[Point localization data]
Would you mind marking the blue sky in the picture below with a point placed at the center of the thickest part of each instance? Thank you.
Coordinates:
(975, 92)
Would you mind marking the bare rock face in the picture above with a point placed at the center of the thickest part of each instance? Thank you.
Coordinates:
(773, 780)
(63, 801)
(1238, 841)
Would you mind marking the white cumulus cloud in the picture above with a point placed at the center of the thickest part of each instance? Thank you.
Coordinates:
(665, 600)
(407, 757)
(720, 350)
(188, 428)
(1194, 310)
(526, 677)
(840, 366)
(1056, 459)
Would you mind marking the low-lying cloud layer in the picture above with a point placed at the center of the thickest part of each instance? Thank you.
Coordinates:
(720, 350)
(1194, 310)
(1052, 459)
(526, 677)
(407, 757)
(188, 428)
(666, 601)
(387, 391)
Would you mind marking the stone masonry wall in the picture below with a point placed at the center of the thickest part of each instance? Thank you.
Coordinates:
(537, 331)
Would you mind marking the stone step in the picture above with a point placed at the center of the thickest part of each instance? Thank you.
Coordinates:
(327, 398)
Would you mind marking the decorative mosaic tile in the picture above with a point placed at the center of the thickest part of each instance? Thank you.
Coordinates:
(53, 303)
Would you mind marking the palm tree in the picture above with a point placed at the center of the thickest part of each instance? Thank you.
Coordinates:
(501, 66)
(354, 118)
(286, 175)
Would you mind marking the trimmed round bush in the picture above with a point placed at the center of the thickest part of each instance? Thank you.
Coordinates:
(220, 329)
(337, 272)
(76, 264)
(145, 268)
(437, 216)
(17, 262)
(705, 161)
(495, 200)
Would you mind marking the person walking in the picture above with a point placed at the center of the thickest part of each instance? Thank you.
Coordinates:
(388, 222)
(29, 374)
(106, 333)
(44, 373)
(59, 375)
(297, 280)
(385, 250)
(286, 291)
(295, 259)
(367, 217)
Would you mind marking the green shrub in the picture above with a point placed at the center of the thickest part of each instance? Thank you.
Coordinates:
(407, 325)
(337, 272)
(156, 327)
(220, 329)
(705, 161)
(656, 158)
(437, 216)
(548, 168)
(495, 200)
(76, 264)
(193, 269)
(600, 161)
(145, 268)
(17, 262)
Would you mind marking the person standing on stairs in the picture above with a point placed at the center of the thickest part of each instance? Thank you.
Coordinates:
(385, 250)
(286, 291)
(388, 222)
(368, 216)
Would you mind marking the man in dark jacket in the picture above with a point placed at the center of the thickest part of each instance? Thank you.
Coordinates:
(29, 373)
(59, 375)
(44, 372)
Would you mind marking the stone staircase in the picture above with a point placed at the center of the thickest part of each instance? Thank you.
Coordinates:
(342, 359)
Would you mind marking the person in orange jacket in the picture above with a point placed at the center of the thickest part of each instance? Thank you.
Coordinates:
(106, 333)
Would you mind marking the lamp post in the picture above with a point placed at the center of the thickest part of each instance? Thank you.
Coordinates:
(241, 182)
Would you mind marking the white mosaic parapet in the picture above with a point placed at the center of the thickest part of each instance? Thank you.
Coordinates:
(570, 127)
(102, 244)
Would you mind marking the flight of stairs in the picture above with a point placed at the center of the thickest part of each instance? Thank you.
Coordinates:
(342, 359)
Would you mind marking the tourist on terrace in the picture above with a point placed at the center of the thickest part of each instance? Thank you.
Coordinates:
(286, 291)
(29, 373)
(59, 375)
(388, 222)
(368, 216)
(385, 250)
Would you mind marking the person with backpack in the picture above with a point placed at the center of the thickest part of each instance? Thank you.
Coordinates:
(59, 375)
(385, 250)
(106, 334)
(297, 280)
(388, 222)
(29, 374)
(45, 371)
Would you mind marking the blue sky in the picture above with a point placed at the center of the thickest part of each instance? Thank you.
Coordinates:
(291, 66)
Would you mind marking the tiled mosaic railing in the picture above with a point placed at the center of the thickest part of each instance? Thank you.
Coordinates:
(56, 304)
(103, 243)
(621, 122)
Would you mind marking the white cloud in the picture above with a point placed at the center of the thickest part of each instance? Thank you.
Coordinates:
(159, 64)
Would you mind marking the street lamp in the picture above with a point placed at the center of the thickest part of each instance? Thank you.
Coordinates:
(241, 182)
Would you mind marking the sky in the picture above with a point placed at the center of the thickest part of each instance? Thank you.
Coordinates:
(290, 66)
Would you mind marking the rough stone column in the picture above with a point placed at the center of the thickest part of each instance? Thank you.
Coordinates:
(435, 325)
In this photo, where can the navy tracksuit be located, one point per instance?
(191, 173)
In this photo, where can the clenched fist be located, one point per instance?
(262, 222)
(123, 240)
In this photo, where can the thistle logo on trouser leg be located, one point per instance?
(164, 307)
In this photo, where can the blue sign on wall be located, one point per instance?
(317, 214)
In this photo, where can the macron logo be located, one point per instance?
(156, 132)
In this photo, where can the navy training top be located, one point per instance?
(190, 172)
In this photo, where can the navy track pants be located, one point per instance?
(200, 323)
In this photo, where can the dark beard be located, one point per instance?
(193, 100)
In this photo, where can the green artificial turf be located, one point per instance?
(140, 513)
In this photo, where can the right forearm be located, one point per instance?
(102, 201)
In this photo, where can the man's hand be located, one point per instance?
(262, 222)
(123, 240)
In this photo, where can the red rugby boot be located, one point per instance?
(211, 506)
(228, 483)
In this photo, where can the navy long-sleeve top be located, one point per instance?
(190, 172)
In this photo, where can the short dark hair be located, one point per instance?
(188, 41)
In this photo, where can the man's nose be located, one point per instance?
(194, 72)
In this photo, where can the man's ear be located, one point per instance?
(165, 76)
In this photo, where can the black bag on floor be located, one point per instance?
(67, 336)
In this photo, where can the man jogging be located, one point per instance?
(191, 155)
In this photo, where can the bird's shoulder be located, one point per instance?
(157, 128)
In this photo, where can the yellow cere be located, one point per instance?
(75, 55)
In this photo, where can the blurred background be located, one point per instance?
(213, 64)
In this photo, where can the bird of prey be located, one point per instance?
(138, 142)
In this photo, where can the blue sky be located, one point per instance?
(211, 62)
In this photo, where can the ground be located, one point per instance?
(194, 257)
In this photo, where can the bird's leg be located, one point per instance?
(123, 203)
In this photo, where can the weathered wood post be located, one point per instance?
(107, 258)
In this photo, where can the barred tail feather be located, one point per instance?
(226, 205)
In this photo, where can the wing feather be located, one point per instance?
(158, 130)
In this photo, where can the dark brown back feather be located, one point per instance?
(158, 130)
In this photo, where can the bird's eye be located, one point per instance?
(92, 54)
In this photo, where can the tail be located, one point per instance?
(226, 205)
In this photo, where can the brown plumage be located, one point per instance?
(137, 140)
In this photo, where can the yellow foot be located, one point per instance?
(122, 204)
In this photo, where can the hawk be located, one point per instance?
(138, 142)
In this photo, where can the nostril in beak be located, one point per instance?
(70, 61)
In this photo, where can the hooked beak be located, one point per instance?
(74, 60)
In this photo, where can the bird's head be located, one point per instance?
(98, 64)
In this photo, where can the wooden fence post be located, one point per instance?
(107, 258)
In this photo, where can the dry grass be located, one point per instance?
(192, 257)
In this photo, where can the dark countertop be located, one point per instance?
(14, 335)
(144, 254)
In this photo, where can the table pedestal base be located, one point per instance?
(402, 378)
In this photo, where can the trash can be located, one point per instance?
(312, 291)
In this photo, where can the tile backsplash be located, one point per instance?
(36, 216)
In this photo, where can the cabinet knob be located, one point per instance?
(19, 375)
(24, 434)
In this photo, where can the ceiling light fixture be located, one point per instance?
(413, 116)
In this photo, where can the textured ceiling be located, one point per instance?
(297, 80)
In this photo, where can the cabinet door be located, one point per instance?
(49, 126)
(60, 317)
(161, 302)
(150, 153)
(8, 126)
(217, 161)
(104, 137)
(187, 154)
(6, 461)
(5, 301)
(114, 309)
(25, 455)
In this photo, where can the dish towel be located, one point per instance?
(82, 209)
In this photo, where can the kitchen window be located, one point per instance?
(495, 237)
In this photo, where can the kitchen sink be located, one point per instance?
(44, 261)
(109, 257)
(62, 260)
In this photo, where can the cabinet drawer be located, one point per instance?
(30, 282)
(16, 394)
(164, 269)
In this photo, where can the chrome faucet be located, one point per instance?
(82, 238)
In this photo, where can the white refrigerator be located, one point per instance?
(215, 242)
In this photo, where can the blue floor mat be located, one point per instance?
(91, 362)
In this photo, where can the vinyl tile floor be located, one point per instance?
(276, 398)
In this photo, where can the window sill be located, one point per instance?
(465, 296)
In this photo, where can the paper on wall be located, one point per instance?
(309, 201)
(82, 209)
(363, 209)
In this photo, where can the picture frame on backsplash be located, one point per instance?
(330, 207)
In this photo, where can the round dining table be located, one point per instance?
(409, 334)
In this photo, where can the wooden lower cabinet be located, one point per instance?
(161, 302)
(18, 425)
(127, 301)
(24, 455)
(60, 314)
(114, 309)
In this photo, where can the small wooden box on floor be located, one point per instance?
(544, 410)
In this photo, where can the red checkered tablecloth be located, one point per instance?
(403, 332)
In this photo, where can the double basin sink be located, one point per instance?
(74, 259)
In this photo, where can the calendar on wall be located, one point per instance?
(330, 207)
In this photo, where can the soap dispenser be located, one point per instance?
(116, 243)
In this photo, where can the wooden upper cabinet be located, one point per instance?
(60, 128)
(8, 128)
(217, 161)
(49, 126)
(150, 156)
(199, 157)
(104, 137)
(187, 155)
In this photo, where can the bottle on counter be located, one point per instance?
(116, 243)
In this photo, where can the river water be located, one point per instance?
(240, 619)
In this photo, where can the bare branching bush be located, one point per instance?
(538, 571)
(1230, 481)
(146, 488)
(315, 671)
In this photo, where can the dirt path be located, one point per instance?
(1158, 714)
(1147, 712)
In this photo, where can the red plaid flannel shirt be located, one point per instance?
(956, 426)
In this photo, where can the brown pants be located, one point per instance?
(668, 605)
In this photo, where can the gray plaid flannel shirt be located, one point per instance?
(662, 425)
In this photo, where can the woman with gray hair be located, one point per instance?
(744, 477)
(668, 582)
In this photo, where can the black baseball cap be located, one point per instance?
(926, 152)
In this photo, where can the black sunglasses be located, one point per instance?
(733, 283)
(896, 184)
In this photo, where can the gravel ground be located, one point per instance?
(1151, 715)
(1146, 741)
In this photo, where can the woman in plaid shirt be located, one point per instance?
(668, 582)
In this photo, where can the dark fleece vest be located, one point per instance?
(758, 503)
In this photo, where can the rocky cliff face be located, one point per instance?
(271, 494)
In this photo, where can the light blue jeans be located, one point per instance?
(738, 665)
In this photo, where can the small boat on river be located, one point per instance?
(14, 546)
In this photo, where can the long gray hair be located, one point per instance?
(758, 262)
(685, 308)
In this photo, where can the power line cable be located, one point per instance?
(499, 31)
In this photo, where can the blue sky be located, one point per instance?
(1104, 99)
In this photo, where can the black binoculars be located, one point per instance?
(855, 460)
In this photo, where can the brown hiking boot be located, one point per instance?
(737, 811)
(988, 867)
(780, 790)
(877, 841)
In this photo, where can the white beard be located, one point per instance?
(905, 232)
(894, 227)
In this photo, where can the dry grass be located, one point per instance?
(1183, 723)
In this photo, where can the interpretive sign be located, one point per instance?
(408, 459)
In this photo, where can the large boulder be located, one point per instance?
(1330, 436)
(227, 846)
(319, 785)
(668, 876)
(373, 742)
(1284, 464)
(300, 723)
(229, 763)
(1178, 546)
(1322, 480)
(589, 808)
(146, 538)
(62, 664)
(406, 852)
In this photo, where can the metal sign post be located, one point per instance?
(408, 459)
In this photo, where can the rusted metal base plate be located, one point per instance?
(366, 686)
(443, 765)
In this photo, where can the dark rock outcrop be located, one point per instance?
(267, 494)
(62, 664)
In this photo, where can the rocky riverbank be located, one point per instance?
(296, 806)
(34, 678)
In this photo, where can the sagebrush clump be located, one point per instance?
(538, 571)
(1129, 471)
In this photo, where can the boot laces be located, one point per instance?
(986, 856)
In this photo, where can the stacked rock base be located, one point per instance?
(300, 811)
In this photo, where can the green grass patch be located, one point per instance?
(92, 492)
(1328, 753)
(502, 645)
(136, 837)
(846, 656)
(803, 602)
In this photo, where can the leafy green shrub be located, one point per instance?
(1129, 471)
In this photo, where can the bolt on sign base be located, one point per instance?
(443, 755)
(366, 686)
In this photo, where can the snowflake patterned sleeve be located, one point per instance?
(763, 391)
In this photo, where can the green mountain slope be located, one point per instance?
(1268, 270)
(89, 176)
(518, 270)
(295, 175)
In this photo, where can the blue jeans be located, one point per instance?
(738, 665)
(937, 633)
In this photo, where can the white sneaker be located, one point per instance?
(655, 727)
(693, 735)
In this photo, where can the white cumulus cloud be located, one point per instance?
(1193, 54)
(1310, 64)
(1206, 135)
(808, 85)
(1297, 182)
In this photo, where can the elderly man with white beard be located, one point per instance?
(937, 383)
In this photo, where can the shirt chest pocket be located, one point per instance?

#### WORK TO BE COMPLETED
The response must consist solely of the lines from the top of the records through the line holding "Would you mind marking the green", copied word for word.

#### YOUR RESPONSE
Would you mind marking the blue sky in the picture below with a point placed at the center of the thickest part of each instance? Thank you.
Coordinates:
(975, 92)
Would you mind marking the bare rock face in the picture above with a point placed at the center of the thickest part of each instance? Thank you.
Coordinates:
(773, 780)
(63, 801)
(1238, 841)
Would you mind marking the white cumulus cloud in the picture above with a point placed at the center of the thickest part of each instance? Thank you.
Coordinates:
(665, 600)
(407, 757)
(720, 350)
(188, 428)
(1194, 310)
(526, 677)
(840, 366)
(1056, 459)
Would you mind marking the low-lying cloud layer in the picture above with a point placed at the center of the thickest part of each instance? Thank you.
Coordinates:
(720, 350)
(1194, 310)
(1052, 459)
(526, 677)
(407, 757)
(188, 428)
(666, 601)
(387, 391)
Would you mind marking the stone masonry wall in the picture below with a point placed at the center of the thickest part of each instance? Thank you.
Coordinates:
(537, 331)
Would you mind marking the stone step in the picture above with a point placed at the center of the thickest part of each instance? Thank you.
Coordinates:
(327, 398)
Would you mind marking the decorative mosaic tile in the picture above with a point placed at the center of the thickest part of each instance? Thank you.
Coordinates:
(53, 303)
Would you mind marking the palm tree in the picture above with a point placed at the center of the thickest part of each instance? Thank you.
Coordinates:
(501, 66)
(354, 118)
(286, 175)
Would you mind marking the trimmed round bush in the picture above with a point placed at the center of the thickest part of each instance? Thank you.
Coordinates:
(220, 329)
(337, 272)
(76, 264)
(145, 268)
(437, 216)
(17, 262)
(705, 161)
(495, 200)
Would you mind marking the person walking in the picture above with a point placed at the center of the thickest part of each instance? Thank you.
Coordinates:
(388, 222)
(29, 374)
(106, 333)
(44, 373)
(59, 375)
(297, 280)
(385, 250)
(286, 291)
(295, 259)
(367, 217)
Would you mind marking the green shrub in the picture above with a point placed at the center of the thickest part of each instance? Thank you.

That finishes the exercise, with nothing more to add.